▸ **Goal**
Could you rewrite the items below with "Photo" changed to "Image" and everything else kept the same? Leave the pictures out of your version.

───── Provided entries

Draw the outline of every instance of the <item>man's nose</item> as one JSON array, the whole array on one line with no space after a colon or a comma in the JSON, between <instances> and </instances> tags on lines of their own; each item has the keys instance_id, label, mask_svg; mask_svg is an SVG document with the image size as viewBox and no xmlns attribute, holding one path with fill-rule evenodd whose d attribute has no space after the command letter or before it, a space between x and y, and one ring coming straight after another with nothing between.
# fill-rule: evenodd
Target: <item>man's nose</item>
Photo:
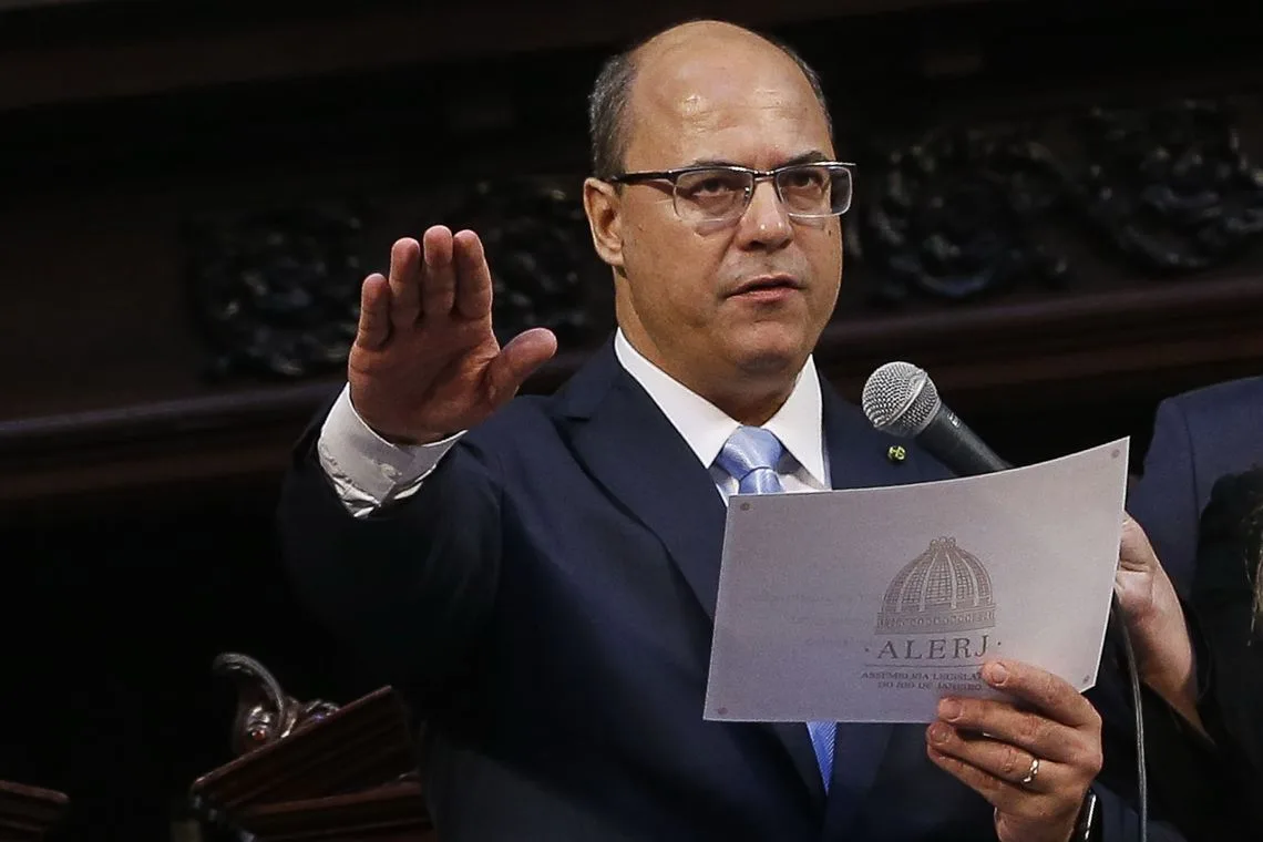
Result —
<instances>
[{"instance_id":1,"label":"man's nose","mask_svg":"<svg viewBox=\"0 0 1263 842\"><path fill-rule=\"evenodd\" d=\"M793 239L789 215L770 181L754 184L750 205L741 216L741 237L749 245L777 247Z\"/></svg>"}]
</instances>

──────────

▸ **Response**
Draw the outline of every instance of the <item>man's nose</item> as one JSON array, the whole array on one line with no space after a colon or a comma in the JSON, between <instances> and </instances> tags on lines of their own; each item has the keys instance_id, label, mask_svg; mask_svg is an SVG document with the image size as viewBox and no xmlns attribute, holding one path with fill-rule evenodd whose d attribute has no space after the command letter or before it, a space between x and y, and one ring coming straight after another with nothing between.
# fill-rule: evenodd
Target: <item>man's nose</item>
Image:
Result —
<instances>
[{"instance_id":1,"label":"man's nose","mask_svg":"<svg viewBox=\"0 0 1263 842\"><path fill-rule=\"evenodd\" d=\"M793 239L789 215L770 181L754 184L750 205L741 216L741 237L749 245L777 247Z\"/></svg>"}]
</instances>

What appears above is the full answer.